Assignment: Look over the listing below and tally the lines in which the word "girl" turns up. Answer with the tally only.

■ ■ ■ ■

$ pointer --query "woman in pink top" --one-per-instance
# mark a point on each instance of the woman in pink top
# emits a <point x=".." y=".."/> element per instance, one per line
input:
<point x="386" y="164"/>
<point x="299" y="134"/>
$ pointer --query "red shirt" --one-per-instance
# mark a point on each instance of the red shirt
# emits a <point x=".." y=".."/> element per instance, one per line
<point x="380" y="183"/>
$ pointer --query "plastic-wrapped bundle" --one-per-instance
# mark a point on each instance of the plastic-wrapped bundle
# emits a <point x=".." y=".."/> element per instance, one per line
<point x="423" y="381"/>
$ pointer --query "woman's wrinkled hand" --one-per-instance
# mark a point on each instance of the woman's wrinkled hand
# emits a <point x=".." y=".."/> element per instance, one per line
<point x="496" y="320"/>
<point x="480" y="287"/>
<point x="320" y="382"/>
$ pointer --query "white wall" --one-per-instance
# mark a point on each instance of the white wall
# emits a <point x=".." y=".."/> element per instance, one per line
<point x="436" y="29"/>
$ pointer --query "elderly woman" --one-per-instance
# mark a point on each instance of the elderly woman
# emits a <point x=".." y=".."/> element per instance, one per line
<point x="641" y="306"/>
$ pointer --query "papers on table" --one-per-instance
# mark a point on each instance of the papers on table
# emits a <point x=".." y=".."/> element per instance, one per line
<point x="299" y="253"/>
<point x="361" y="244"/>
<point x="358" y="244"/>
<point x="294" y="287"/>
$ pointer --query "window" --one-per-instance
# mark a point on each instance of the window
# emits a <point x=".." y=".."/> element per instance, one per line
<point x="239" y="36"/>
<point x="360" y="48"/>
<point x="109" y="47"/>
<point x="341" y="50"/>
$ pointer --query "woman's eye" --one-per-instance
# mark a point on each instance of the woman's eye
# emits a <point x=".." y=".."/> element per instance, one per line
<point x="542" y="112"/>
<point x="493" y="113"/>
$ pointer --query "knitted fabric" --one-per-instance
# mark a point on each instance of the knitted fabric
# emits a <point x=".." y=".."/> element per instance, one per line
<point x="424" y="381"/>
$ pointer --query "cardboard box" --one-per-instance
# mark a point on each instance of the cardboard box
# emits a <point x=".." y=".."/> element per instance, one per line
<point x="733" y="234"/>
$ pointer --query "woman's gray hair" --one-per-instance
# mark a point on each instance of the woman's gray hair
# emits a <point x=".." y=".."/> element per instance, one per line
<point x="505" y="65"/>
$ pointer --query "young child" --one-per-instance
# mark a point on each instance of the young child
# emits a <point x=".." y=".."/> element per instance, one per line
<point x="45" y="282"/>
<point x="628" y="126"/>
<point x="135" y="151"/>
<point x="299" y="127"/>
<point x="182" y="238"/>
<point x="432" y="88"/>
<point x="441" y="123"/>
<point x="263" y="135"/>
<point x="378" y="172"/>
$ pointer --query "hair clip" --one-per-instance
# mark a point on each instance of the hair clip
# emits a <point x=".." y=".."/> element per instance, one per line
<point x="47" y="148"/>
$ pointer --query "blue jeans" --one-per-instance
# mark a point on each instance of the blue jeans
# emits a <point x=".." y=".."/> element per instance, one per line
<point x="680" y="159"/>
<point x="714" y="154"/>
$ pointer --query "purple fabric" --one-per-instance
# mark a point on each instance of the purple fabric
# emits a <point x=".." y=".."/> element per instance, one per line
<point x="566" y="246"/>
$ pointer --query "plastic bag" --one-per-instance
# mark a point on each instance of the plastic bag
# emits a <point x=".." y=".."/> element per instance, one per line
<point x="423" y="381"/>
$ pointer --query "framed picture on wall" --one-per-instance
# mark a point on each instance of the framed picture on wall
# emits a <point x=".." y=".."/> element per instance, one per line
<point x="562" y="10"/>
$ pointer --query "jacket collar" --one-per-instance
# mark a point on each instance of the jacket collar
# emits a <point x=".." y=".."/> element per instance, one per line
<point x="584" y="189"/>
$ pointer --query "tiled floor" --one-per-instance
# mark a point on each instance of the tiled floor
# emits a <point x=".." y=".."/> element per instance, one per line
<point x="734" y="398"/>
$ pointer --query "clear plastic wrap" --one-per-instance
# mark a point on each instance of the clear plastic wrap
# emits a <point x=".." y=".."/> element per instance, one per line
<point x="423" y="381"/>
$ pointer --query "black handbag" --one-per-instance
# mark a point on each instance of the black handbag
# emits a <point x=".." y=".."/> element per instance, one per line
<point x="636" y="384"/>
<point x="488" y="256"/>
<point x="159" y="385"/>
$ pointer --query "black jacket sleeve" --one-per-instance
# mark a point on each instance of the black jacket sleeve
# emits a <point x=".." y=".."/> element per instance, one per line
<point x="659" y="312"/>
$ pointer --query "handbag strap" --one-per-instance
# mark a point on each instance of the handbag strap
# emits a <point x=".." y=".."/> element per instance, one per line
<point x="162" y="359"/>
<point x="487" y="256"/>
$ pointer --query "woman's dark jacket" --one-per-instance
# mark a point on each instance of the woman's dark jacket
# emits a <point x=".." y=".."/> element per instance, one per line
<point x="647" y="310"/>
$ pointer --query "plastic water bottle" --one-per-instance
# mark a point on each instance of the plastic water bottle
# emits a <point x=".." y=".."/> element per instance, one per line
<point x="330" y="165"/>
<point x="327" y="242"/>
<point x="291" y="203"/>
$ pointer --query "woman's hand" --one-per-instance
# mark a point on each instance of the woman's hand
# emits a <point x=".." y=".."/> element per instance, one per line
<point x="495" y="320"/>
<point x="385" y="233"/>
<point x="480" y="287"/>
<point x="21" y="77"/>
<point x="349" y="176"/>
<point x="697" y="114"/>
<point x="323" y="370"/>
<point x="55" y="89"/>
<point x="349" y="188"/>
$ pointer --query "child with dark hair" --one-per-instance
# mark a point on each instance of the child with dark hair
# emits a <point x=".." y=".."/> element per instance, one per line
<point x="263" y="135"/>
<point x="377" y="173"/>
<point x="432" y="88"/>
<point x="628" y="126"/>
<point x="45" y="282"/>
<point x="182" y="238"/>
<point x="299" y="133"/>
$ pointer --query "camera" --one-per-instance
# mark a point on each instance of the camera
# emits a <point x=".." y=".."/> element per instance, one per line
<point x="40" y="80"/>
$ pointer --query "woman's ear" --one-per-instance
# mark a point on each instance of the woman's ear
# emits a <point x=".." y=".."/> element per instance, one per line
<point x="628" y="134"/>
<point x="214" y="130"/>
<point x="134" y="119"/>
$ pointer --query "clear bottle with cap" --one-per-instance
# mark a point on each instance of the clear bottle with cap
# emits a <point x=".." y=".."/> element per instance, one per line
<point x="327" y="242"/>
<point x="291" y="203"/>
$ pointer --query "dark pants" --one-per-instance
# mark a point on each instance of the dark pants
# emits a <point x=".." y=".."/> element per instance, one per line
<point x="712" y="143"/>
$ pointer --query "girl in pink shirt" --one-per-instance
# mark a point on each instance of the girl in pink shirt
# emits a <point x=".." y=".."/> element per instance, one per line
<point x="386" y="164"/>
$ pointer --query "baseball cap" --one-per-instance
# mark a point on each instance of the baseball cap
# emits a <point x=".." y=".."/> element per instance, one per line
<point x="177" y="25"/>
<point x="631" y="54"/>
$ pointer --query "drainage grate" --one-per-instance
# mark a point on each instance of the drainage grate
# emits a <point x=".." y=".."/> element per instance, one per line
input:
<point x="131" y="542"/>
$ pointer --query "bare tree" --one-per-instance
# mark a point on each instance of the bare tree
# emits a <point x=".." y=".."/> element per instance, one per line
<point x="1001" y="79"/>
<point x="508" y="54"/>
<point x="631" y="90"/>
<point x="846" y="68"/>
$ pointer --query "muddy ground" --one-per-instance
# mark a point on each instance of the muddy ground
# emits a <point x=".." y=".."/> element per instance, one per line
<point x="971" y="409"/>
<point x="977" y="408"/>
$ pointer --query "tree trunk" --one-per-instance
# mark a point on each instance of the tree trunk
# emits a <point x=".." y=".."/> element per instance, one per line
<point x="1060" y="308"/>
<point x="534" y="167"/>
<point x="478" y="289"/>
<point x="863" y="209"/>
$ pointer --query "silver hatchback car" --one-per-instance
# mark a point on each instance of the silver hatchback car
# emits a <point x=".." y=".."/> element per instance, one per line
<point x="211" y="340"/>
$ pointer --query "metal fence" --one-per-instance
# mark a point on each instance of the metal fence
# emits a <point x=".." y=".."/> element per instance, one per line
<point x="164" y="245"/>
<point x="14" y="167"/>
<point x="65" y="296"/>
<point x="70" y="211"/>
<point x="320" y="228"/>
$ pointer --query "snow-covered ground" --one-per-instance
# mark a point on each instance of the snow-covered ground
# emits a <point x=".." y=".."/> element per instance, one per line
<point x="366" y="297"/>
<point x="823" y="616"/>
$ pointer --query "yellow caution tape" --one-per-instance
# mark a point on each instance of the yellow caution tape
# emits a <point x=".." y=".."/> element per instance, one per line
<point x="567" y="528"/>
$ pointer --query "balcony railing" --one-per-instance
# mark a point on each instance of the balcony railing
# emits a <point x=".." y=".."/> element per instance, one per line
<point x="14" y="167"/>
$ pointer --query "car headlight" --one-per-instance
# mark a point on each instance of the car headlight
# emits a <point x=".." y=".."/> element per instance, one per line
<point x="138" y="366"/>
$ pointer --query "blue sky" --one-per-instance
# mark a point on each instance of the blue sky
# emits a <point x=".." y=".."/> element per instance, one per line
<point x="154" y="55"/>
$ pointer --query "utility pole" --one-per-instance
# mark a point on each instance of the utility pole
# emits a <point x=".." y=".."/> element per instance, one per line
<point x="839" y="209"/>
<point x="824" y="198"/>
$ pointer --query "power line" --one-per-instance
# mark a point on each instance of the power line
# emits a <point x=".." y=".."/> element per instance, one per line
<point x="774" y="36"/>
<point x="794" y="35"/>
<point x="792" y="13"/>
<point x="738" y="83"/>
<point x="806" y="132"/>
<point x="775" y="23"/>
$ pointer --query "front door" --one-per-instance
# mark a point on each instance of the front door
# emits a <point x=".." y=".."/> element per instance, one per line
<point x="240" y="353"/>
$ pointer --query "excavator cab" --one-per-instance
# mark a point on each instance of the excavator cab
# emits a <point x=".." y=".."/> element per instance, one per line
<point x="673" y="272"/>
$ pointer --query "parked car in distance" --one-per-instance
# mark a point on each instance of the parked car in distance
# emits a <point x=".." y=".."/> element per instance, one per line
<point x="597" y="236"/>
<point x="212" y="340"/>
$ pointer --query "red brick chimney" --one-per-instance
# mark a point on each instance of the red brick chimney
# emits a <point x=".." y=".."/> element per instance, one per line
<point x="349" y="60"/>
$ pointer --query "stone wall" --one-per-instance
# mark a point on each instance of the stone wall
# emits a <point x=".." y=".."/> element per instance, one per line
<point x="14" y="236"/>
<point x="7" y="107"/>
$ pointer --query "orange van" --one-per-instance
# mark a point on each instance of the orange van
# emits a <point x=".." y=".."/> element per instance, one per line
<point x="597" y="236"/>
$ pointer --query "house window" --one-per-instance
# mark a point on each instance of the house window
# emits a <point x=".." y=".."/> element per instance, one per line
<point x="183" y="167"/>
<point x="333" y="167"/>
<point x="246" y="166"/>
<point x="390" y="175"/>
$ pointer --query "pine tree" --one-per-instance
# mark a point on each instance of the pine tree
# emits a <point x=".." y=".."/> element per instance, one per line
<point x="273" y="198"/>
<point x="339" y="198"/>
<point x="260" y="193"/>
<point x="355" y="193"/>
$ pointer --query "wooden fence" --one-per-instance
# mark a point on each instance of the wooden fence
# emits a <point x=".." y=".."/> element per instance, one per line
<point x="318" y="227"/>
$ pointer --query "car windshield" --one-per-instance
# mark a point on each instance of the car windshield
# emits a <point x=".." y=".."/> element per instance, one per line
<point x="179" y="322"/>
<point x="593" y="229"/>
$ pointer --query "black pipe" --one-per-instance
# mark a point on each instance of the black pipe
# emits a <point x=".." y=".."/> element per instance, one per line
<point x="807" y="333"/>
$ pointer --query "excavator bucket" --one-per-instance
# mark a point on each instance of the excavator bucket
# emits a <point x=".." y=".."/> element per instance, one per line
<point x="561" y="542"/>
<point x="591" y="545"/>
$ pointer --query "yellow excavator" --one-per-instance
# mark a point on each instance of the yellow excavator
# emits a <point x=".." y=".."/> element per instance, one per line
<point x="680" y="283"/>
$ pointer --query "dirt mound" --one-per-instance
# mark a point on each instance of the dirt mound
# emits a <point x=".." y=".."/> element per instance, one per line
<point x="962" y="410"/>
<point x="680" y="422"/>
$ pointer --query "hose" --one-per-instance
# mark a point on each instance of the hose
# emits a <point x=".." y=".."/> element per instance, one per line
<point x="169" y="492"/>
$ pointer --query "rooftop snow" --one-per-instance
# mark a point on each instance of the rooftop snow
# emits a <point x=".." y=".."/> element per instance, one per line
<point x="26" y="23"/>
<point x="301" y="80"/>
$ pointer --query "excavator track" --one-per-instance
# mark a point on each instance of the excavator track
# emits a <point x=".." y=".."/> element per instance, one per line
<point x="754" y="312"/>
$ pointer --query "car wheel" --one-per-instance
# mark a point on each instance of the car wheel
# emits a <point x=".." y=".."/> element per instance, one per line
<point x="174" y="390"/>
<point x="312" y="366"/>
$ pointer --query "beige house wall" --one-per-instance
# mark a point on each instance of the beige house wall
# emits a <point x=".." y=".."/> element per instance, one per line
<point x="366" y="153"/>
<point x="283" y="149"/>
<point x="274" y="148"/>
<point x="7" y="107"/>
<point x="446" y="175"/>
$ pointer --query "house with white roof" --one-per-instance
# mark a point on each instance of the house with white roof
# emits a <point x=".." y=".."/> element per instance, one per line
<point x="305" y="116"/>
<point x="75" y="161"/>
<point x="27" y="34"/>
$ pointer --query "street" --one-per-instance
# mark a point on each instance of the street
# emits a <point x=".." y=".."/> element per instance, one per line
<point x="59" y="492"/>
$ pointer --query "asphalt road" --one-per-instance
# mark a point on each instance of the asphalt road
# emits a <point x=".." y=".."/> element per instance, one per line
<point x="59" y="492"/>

■ ■ ■ ■

Answer to the problem: 2